Document passage:
Safe-T-Gallery Inc.
111 Front St., Gallery 214, 718-782-5920
DUMBO
June 4 - July 18, 2009
Reception: Thursday, June 4, 6 - 8 PM
Web Site
word works by Burst387 Victoria Chang Üla Einstein Bob Heman Maureen Kelleher R. Wayne Parsons Lori Rogers and Paul Shore
The repetitive, obsessive, compulsive involvement of visual artists with words will be the theme of Safe-T-Gallery’s summer exhibition “Onomatomania Onomatomania.” Written words have had an intimate relationship with the visual arts from their very inception, but as the modern visual environment has become increasingly saturated with words, their multiple meanings, as symbols, objects, and ideas have become an area of interest to increasing numbers of visual artists. “Onomatomania Onomatomania” presents works by 8 contemporary artists who use or include words as principal components of their art.
In alphabetical order, the artists in “Onomatomania Onomatomania follow:
Burst387, is a New York based street artist has produced a compilation piece made up of photographs of every four-letter word he or she found on Broadway (Manhattan) over a three week span in 2007 - 1057 different words in all - presented in alphabetical order, of course.

Instructions:
a – Transcribe everything in the exhibition announcement from "Safe-T-Gallery Inc." down to "of their art.".
b – Pick up the exhibition announcement after its final sentence and continue writing it.

Stored data:
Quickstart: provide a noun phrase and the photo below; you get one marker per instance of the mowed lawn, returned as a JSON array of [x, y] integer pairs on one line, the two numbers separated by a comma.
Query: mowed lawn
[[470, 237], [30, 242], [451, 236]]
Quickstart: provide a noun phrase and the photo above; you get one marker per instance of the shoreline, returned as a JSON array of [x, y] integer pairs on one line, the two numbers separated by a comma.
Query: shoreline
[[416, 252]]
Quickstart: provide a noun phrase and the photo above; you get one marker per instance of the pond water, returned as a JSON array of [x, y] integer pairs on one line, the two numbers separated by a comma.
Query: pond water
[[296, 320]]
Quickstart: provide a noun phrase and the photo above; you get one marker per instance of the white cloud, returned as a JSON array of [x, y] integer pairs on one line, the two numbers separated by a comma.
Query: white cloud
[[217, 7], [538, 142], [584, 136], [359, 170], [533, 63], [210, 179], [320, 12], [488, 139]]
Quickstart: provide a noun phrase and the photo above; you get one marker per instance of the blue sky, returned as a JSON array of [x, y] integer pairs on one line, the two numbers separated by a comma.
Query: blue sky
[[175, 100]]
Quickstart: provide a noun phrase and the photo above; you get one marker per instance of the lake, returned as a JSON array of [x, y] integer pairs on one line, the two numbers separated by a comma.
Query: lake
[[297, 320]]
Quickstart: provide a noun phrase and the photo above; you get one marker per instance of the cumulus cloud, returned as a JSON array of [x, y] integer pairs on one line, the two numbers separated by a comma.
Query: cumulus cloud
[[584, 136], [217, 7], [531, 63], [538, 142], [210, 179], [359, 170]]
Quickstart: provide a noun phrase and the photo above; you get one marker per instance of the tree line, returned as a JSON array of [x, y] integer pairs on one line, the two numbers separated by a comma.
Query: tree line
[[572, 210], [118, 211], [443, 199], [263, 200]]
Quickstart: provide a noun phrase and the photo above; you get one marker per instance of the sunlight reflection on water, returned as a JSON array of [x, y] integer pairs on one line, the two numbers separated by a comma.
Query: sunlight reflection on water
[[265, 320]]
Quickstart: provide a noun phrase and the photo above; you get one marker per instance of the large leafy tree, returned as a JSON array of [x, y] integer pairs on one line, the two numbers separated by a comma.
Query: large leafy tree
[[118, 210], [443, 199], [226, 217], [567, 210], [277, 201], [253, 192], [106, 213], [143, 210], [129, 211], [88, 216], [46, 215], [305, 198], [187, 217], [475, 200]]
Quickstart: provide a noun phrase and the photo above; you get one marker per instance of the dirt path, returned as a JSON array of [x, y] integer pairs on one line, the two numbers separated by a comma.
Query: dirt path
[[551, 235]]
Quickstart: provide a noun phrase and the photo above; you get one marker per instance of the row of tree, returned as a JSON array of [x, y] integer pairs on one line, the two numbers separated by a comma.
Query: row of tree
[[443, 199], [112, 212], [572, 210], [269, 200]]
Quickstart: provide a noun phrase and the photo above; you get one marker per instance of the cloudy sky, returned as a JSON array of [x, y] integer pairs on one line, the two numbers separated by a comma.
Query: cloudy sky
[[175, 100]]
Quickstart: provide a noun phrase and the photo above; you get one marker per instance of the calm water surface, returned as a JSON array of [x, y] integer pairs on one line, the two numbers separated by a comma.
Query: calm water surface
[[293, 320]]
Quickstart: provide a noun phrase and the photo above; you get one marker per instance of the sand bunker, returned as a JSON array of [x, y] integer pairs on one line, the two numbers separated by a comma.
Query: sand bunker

Answer list:
a –
Safe-T-Gallery Inc.
111 Front St., Gallery 214, 718-782-5920
DUMBO
June 4 - July 18, 2009
Reception: Thursday, June 4, 6 - 8 PM
Web Site
word works by Burst387 Victoria Chang Üla Einstein Bob Heman Maureen Kelleher R. Wayne Parsons Lori Rogers and Paul Shore
The repetitive, obsessive, compulsive involvement of visual artists with words will be the theme of Safe-T-Gallery’s summer exhibition “Onomatomania Onomatomania.” Written words have had an intimate relationship with the visual arts from their very inception, but as the modern visual environment has become increasingly saturated with words, their multiple meanings, as symbols, objects, and ideas have become an area of interest to increasing numbers of visual artists. “Onomatomania Onomatomania” presents works by 8 contemporary artists who use or include words as principal components of their art.

b –
Victoria Chang will show a large installation piece based on the nu shu ‘female writing’ of the Yao women of Hunan province. Ms Chang uses the spidery ancient characters to blur the distinctions between eastern aesthetics and contemporary western art traditions. Multi-disciplinary artist Üla Einstein’s installation and photography project explores the early imprint of words and phrases on our development and thoughts. Using ephemeral media (in this case tattooed text on broken eggshells) she creates works that place evocative words within a complex, fragile framework of natural and man-made objects.
Bob Heman is a poet and publisher whose involvement with words extends to the intimate word
Maureen Kelleher’s works envelope the words, phrases and stories, many true, that she has collected and experienced. Tales of the South, life in prison, yearnings and dreams, the words become so intense they seem to burst out of their wood and polyurethane casements.
R. Wayne Parsons presents a coolly intellectual, if slightly cracked, take on the understanding of words in a series of photographs of words on ladders.
Photographer Lori Rogers taps into an unusual source of visual imagery, the records of a now-defunct soft-porn production company, to produce a revelatory photo series ‘Typography for Pornography.’
Paul Shore is an artist who suffers a mild form of that supremely onomatomaniacal condition, Tourette syndrome. The work we will present is from “Blood Drawings” a series of intricate forms, seemingly biological, drawn with continuous lines of repeated words and phrases.
‘Onomatomania Onomatomania’ runs from June 4th to July 18th with an opening reception with the artists on June 4, to which all are invited.